● Stored entries:
# # # # #

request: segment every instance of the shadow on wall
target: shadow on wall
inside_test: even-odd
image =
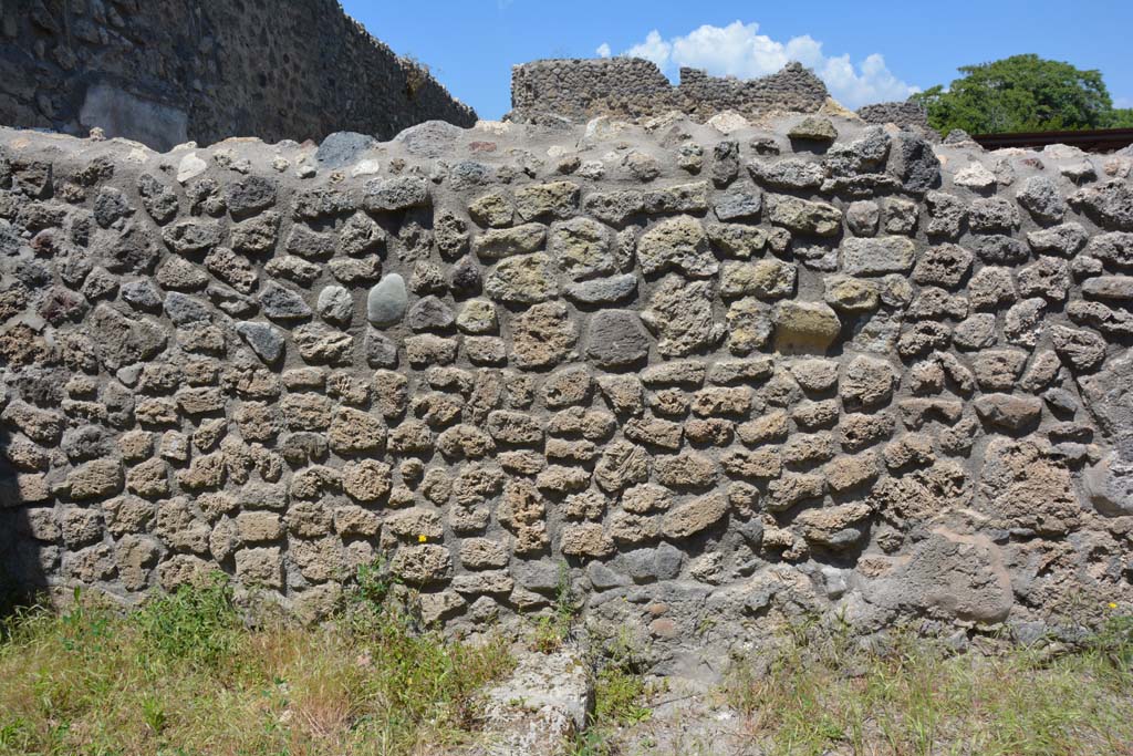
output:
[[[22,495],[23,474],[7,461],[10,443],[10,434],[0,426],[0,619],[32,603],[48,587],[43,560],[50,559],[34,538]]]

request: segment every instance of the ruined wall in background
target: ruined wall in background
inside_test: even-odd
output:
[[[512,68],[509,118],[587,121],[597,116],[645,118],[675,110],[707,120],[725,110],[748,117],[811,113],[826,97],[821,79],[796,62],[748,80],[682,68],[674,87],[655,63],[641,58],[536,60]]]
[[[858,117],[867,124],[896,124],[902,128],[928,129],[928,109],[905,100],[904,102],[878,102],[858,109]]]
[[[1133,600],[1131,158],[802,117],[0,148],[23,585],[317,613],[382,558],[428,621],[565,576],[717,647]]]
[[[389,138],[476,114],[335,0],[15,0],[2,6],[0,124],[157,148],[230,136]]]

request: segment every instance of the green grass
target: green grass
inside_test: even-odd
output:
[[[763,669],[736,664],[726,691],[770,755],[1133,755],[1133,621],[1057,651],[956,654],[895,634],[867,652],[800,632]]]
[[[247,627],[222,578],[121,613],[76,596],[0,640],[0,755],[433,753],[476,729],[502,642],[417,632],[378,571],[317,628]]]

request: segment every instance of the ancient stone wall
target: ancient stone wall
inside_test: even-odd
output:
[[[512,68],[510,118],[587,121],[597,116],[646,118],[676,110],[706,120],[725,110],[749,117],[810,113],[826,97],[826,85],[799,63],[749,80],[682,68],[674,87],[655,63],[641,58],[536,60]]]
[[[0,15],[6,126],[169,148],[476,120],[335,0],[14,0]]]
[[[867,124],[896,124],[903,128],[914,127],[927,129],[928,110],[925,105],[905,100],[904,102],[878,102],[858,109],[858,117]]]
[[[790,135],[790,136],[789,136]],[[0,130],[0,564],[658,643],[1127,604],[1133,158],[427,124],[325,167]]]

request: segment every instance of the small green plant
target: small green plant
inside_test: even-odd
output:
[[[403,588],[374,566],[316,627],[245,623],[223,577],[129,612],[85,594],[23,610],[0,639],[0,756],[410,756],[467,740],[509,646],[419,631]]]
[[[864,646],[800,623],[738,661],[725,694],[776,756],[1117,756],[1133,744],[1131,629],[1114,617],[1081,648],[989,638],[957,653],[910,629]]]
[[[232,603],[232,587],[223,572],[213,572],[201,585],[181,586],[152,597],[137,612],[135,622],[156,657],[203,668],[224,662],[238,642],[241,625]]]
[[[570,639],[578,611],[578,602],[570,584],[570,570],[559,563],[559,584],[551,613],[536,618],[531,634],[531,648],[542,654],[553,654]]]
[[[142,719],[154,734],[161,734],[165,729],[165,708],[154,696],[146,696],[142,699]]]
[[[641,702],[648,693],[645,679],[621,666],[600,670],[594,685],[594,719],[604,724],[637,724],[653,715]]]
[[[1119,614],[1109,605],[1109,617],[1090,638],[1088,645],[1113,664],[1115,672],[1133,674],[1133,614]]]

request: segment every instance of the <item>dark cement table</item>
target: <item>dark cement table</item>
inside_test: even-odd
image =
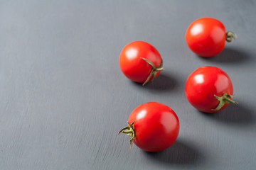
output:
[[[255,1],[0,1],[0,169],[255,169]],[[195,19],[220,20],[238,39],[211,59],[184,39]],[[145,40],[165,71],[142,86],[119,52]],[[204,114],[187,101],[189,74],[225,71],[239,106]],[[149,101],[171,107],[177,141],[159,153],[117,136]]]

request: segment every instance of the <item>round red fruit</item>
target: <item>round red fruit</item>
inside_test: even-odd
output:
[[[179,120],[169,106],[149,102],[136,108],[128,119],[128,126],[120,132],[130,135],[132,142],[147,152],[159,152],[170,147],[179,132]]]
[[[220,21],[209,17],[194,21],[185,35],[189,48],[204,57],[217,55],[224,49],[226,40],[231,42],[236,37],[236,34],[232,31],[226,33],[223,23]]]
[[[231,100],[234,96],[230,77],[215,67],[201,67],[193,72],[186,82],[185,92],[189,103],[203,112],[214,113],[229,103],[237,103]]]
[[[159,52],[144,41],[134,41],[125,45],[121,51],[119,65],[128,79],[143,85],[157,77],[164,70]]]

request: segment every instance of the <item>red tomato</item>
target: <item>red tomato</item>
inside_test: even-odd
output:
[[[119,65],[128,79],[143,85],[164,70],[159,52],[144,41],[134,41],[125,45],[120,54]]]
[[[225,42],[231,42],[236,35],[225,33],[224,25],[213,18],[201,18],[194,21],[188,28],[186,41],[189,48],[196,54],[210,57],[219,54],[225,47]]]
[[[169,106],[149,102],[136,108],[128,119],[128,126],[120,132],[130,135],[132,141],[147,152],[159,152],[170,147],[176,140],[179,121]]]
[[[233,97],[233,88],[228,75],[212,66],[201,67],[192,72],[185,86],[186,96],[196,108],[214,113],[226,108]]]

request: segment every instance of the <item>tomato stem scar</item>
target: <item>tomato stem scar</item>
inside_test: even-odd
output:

# # # # #

● Given task: Please rewrite every line of the stored entries above as a numbered list, skipping blank lines and leaving the pictures out.

● Result for this task:
1. request: segment every instance of the shadow on wall
2. target: shadow on wall
3. inside_test: even-odd
4. image =
5. output:
6. [[[22,495],[23,474],[7,461],[10,443],[10,434],[0,426],[0,619],[32,603],[48,587],[43,560],[50,559],[34,538]]]
7. request: segment every instance of the ruined wall in background
8. target: ruined wall in background
9. inside_test: even-odd
10. output:
11. [[[512,68],[509,118],[587,121],[597,116],[645,118],[675,110],[707,120],[725,110],[748,117],[811,113],[826,97],[821,79],[796,62],[748,80],[682,68],[674,87],[655,63],[641,58],[536,60]]]
12. [[[858,117],[867,124],[896,124],[902,128],[928,129],[928,109],[905,100],[904,102],[878,102],[858,109]]]
13. [[[1133,600],[1131,158],[802,117],[0,148],[23,585],[317,613],[382,558],[428,621],[565,576],[717,647]]]
14. [[[389,138],[476,114],[335,0],[15,0],[2,6],[0,124],[157,148],[230,136]]]
15. request: segment every instance of the green grass
16. target: green grass
17. inside_test: even-odd
18. output:
19. [[[763,669],[736,664],[726,691],[770,755],[1133,755],[1133,621],[1057,651],[956,654],[895,634],[867,652],[800,632]]]
20. [[[247,627],[222,578],[121,613],[76,596],[0,640],[0,755],[433,753],[476,729],[502,642],[417,632],[378,571],[317,628]]]
21. request: segment every instance of the ancient stone wall
22. target: ancient stone wall
23. inside_test: even-odd
24. output:
25. [[[512,68],[510,118],[587,121],[597,116],[646,118],[676,110],[706,120],[725,110],[749,117],[810,113],[826,97],[826,85],[799,63],[749,80],[682,68],[674,87],[655,63],[641,58],[536,60]]]
26. [[[0,15],[6,126],[169,148],[476,120],[335,0],[14,0]]]
27. [[[867,124],[896,124],[903,128],[914,127],[927,129],[928,110],[925,105],[905,100],[904,102],[878,102],[858,109],[858,117]]]
28. [[[790,135],[790,136],[789,136]],[[0,130],[0,564],[658,643],[1127,604],[1133,158],[427,124],[325,167]]]
29. request: segment every instance of the small green plant
30. target: small green plant
31. inside_test: even-odd
32. output:
33. [[[403,588],[374,566],[316,627],[245,623],[223,577],[129,612],[85,594],[23,610],[0,639],[0,756],[410,756],[467,740],[509,646],[419,631]]]
34. [[[864,646],[800,623],[738,661],[725,694],[776,756],[1117,756],[1133,744],[1131,629],[1114,617],[1081,648],[989,638],[957,653],[910,629]]]
35. [[[232,603],[232,587],[223,572],[213,572],[201,585],[181,586],[152,597],[137,612],[135,622],[156,657],[203,668],[224,662],[238,642],[241,625]]]
36. [[[570,639],[578,611],[578,602],[570,584],[570,570],[559,563],[559,584],[551,613],[536,618],[531,634],[531,648],[542,654],[553,654]]]
37. [[[142,719],[154,734],[161,734],[165,729],[165,708],[154,696],[146,696],[142,699]]]
38. [[[641,702],[648,693],[645,679],[621,666],[600,670],[594,685],[594,719],[604,724],[637,724],[653,715]]]
39. [[[1119,614],[1109,605],[1109,617],[1090,638],[1088,645],[1113,664],[1115,672],[1133,674],[1133,614]]]
40. request: segment every instance of the <item>dark cement table</item>
41. target: <item>dark cement table</item>
42. inside_test: even-odd
43. image =
44. output:
45. [[[255,1],[0,1],[0,169],[255,169]],[[195,19],[220,20],[238,39],[211,59],[184,39]],[[145,40],[165,71],[142,86],[119,52]],[[204,114],[187,101],[189,74],[225,71],[239,106]],[[149,101],[171,107],[177,141],[159,153],[117,136]]]
46. request: segment every instance of the <item>round red fruit</item>
47. target: <item>round red fruit</item>
48. inside_test: even-odd
49. output:
50. [[[179,120],[169,106],[149,102],[136,108],[128,119],[128,126],[120,132],[130,135],[132,142],[147,152],[159,152],[170,147],[179,132]]]
51. [[[220,21],[209,17],[194,21],[185,35],[189,48],[204,57],[217,55],[224,49],[226,40],[231,42],[236,37],[236,34],[232,31],[226,33],[223,23]]]
52. [[[231,100],[234,96],[230,77],[215,67],[201,67],[193,72],[186,82],[185,92],[189,103],[203,112],[214,113],[229,103],[237,103]]]
53. [[[159,52],[144,41],[134,41],[125,45],[121,51],[119,65],[128,79],[143,85],[157,77],[164,70]]]
54. request: segment every instance of the <item>red tomato</item>
55. target: <item>red tomato</item>
56. inside_test: even-odd
57. output:
58. [[[119,65],[128,79],[143,85],[164,70],[159,52],[144,41],[134,41],[125,45],[120,54]]]
59. [[[225,42],[231,42],[236,35],[225,33],[224,25],[213,18],[201,18],[194,21],[188,28],[186,41],[189,48],[196,54],[210,57],[219,54],[225,47]]]
60. [[[169,106],[149,102],[136,108],[128,119],[128,126],[120,132],[130,135],[132,141],[147,152],[159,152],[170,147],[176,140],[179,121]]]
61. [[[233,97],[233,88],[228,75],[212,66],[201,67],[192,72],[185,86],[186,96],[196,108],[214,113],[226,108]]]
62. request: segment every instance of the <item>tomato stem scar</item>
63. target: <item>tomato stem scar</item>
64. inside_test: even-odd
65. output:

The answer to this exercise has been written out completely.